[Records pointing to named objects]
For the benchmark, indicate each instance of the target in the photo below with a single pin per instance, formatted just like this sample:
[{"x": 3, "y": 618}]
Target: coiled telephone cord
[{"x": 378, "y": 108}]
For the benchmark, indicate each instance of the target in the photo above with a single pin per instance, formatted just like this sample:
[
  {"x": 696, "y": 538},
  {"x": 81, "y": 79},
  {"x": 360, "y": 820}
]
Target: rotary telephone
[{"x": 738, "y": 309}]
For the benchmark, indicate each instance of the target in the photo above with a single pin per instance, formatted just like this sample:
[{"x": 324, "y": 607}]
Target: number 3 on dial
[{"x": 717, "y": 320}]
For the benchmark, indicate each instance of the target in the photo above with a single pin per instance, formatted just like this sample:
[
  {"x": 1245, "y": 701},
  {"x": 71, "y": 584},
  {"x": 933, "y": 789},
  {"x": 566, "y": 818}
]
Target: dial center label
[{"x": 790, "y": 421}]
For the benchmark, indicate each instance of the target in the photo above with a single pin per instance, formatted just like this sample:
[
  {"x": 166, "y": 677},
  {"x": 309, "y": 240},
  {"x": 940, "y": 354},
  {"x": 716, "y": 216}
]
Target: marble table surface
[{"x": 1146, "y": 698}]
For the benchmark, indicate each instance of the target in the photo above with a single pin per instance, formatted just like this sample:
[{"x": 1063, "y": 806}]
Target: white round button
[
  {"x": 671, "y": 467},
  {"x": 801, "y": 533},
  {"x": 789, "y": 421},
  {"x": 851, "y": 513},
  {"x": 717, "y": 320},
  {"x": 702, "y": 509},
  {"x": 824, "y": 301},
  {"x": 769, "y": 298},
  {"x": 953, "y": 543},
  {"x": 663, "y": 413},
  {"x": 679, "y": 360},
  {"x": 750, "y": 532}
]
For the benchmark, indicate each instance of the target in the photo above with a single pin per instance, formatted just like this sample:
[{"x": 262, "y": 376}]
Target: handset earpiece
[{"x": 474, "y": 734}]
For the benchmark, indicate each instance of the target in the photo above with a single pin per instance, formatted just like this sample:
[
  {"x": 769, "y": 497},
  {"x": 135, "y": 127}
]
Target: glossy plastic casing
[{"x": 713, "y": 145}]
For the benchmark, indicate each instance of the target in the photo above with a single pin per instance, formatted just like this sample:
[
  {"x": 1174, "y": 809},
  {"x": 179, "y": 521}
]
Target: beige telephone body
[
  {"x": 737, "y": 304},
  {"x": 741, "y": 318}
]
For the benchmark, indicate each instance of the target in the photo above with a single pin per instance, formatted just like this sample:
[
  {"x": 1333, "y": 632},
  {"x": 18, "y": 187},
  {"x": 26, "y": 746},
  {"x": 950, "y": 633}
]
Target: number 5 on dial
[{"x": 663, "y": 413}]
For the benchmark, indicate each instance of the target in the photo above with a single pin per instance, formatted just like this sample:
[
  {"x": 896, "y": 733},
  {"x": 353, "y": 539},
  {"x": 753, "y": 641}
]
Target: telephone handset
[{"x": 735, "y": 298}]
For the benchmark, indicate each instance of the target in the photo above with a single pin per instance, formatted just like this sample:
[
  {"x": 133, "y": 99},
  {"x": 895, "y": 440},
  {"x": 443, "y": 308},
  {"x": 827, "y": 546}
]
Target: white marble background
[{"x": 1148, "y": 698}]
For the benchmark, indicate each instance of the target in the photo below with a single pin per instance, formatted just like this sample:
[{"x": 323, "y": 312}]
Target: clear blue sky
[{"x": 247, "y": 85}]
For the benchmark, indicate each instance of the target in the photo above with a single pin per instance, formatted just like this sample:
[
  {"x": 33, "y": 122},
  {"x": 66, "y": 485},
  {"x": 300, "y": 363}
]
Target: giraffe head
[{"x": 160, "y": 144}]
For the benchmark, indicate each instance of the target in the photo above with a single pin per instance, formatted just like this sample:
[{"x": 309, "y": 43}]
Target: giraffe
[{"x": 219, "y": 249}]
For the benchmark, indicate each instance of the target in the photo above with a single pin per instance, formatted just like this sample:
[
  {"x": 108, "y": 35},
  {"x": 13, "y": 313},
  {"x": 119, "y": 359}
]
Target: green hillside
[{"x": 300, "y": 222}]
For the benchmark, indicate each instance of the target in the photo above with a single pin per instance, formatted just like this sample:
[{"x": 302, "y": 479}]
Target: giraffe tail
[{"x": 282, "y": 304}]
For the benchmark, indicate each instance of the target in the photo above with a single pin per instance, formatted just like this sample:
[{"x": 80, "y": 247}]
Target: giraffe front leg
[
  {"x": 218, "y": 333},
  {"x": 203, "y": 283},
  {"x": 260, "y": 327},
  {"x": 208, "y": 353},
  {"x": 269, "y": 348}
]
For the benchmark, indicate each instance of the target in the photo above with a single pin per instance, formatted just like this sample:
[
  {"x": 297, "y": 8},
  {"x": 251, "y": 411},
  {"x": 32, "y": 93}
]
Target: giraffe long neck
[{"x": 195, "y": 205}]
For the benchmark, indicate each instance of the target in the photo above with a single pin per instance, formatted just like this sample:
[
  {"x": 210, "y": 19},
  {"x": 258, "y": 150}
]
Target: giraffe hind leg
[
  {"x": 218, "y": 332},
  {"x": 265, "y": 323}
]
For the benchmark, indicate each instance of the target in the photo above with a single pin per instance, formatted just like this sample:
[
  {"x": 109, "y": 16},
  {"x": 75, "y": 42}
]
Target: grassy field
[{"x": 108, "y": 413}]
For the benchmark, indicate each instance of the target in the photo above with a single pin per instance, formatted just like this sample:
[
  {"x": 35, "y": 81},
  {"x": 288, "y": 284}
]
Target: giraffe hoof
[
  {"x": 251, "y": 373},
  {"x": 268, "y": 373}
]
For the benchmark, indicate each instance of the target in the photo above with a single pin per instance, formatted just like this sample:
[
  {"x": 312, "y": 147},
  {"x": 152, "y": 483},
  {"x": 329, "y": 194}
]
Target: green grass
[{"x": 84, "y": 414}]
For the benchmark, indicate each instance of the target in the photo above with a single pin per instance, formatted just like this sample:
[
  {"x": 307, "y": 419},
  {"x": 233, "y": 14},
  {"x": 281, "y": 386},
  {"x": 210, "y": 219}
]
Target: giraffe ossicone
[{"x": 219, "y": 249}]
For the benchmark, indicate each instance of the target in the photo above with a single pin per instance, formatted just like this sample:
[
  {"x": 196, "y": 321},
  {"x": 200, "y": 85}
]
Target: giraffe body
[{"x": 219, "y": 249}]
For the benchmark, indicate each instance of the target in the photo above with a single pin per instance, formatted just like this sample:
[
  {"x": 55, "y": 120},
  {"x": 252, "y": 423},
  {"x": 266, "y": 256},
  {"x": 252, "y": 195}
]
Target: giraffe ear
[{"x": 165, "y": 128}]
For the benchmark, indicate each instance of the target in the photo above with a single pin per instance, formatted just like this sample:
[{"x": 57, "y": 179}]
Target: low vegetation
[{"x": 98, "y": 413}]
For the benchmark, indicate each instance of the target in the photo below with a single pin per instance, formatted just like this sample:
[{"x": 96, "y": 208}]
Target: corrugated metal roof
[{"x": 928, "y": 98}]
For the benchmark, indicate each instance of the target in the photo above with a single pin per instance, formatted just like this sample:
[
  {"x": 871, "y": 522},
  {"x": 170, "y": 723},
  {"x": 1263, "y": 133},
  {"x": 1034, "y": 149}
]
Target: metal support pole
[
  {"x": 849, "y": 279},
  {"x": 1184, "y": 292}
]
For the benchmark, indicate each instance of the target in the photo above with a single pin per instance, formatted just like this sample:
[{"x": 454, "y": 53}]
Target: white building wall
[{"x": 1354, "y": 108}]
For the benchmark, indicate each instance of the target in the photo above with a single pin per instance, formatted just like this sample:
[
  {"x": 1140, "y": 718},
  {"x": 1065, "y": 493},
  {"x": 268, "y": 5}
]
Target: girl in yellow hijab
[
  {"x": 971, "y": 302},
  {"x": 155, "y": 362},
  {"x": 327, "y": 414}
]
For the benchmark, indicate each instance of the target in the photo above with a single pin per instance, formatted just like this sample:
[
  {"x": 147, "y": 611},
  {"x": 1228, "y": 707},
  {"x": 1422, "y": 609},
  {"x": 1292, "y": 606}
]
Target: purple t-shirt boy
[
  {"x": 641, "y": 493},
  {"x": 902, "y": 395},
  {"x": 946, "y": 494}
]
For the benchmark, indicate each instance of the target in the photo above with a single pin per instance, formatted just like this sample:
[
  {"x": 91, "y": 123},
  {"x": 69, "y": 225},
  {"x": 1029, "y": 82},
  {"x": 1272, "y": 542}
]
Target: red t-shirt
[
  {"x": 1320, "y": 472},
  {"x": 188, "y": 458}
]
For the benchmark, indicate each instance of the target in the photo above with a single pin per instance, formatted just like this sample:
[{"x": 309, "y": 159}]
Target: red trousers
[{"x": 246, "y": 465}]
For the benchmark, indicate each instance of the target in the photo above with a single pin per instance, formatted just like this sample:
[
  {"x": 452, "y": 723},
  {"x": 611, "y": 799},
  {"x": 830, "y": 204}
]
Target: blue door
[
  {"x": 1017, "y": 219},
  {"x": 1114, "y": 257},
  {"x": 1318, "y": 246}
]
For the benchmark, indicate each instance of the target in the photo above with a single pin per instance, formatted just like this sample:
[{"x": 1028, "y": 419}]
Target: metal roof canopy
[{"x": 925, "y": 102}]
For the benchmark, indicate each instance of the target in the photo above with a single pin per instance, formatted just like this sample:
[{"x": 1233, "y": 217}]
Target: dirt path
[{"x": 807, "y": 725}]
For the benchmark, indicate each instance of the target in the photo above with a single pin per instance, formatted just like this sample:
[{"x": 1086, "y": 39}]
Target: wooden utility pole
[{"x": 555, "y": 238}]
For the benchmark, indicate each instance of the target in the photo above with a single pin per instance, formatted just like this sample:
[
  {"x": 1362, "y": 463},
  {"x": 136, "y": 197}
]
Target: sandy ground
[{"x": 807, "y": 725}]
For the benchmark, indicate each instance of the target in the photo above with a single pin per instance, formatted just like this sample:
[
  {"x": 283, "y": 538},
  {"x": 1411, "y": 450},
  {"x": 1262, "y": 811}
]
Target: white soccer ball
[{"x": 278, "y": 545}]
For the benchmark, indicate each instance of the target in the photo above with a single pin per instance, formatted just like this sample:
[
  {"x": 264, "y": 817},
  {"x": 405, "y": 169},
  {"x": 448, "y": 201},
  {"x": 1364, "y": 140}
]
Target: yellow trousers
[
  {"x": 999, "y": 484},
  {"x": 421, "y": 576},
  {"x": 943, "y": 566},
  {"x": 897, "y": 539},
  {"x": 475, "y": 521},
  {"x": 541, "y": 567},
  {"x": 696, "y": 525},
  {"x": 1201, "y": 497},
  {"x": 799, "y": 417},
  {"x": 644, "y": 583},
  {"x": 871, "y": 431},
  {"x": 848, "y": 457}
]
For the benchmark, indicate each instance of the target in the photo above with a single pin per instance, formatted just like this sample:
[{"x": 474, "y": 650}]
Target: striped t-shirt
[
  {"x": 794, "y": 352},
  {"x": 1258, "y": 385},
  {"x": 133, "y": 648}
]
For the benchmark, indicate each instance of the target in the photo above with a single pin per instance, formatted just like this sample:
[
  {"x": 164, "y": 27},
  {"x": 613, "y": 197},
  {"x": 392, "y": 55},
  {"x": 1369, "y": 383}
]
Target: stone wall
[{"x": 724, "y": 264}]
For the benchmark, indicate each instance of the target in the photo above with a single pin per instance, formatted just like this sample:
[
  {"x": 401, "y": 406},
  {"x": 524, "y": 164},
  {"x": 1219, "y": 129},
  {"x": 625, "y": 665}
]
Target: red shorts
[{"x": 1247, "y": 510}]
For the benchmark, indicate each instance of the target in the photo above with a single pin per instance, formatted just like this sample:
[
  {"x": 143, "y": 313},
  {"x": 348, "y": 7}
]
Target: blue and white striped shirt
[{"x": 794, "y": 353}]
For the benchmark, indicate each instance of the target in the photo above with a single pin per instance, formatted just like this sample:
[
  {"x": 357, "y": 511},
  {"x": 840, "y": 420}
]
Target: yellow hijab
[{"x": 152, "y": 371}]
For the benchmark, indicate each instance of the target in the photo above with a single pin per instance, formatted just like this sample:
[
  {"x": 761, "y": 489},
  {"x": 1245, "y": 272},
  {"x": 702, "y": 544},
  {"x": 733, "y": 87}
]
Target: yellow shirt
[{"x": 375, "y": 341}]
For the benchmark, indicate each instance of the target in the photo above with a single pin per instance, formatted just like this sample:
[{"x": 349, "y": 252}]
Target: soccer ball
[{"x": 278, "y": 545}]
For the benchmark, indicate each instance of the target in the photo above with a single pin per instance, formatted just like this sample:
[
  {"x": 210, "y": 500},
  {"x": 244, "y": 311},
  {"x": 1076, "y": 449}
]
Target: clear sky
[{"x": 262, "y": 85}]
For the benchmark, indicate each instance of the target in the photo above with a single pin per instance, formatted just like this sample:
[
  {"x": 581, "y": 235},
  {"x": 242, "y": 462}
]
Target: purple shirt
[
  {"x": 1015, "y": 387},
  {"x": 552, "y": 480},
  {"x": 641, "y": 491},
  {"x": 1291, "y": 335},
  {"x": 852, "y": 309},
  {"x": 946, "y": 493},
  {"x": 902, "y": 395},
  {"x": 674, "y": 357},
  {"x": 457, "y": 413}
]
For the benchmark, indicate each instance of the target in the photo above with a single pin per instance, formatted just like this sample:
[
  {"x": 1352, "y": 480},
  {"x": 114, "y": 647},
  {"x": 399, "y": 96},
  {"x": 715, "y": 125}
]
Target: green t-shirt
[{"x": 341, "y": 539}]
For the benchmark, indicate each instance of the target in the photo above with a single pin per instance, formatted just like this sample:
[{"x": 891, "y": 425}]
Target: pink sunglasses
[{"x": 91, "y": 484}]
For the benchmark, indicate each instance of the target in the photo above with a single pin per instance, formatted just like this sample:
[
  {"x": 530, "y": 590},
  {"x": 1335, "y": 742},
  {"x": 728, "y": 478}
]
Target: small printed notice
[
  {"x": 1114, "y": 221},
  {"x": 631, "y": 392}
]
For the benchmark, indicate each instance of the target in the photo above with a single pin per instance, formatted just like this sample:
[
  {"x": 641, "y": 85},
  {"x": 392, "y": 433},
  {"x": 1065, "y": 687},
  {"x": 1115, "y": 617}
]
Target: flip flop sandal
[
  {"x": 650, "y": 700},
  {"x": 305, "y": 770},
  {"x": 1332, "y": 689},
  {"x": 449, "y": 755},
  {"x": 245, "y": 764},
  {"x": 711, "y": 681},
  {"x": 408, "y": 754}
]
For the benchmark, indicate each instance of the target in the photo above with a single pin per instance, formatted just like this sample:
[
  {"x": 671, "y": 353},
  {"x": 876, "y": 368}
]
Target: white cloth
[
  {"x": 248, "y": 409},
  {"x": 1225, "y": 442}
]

**Instruction**
Which lines in the entries above contain the word "pole"? Report each of those lines in full, matching case exactly.

**Written response**
Target: metal support pole
Target: wooden utility pole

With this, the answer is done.